Aim of the task: Repeat the entries word for word, starting with the line that contains "Practice. Identify the vhf" and going on through the end of the entries. Leave the pictures out of your copy.

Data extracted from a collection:
————————

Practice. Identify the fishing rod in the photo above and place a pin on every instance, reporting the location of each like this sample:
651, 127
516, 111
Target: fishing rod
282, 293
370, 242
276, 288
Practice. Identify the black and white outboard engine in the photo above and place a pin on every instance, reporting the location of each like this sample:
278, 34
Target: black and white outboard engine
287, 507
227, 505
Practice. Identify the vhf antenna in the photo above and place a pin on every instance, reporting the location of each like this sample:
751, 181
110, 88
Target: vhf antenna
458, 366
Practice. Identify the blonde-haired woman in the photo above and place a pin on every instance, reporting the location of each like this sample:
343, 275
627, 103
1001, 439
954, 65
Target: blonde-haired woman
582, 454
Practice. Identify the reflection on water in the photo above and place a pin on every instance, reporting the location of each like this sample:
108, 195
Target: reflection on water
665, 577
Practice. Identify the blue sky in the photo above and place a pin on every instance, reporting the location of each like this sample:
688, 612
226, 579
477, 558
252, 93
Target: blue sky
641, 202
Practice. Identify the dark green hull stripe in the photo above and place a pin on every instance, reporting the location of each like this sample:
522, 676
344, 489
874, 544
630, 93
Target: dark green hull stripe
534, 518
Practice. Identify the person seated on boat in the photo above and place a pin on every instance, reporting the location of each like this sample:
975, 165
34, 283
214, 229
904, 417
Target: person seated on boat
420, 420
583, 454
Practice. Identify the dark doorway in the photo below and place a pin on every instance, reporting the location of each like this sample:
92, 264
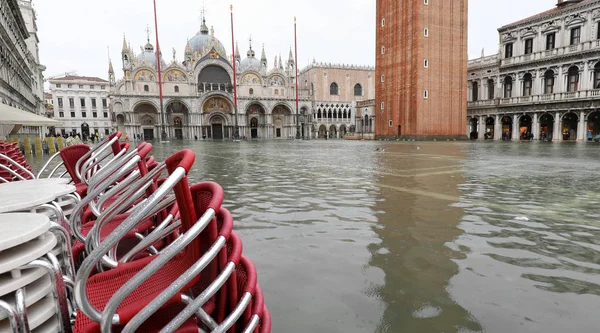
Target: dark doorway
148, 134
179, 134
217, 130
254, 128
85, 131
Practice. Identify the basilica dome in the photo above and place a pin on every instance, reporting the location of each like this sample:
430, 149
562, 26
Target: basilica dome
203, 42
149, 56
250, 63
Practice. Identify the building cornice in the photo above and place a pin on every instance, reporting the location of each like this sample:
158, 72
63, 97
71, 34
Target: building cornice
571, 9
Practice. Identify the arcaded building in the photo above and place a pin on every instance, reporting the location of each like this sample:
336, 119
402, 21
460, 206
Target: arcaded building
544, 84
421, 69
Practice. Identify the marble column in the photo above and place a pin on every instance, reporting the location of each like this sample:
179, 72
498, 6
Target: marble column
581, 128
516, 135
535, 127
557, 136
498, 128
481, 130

————————

Response to this exercise:
Practice. Identify the vhf antenna in the photo above and place a pin on every instance, reporting the location of each like this sample:
751, 181
110, 88
Target: vhf antenna
458, 366
Practice. Identify the blonde-haired woman in the photo above and place a pin on every instance, reporting the location of each like this sample:
343, 275
627, 103
1001, 439
954, 65
Target: blonde-haired woman
582, 454
Practice. Identify the reflection on water in the photo above and place a pin on every instance, reporting the location of each like this sample:
108, 195
Target: reflection on water
665, 577
Practice. Identify the blue sky in the photo above and place a pin on every instance, reporting the location of each like this sample:
688, 612
226, 579
477, 558
252, 93
Target: blue sky
641, 202
Practice. Identify the dark green hull stripe in the photo above and place a pin on every instance, reporting the location of each like this sample:
522, 676
344, 489
874, 544
630, 93
Target: dark green hull stripe
534, 518
Practice. Identify the person seated on boat in the photo above and place a pin on every instance, reporting the location of each like this sample:
975, 165
34, 283
214, 229
904, 417
Target: person seated on boat
420, 420
583, 454
Practice. Identify the dark doorway in the photo below and place a pin on every instance, reporting the location of each like this sample:
92, 264
Target: dark doorway
148, 134
179, 134
217, 130
254, 128
85, 131
Practice. Identify the basilica dome in the photo above and place a pin on every instance, reporting the location of each like this sample:
430, 149
562, 26
Target: basilica dome
203, 42
149, 56
250, 63
Practice. Identify the building cornice in the photo above and place a pin on every instance, reporting the location of each like this sample:
158, 72
63, 97
71, 34
Target: building cornice
571, 9
Practice. Identify the arcaded building in the photo above and place a pin on every instance, reporting the location of each like this sample:
336, 119
402, 21
460, 206
Target: arcaded building
544, 84
421, 69
Practice. Identify the marble column in the photo above and place a pin on every instance, reporting the location of each like this sample:
179, 72
498, 6
Target: marble column
581, 128
516, 135
535, 127
557, 136
498, 128
481, 130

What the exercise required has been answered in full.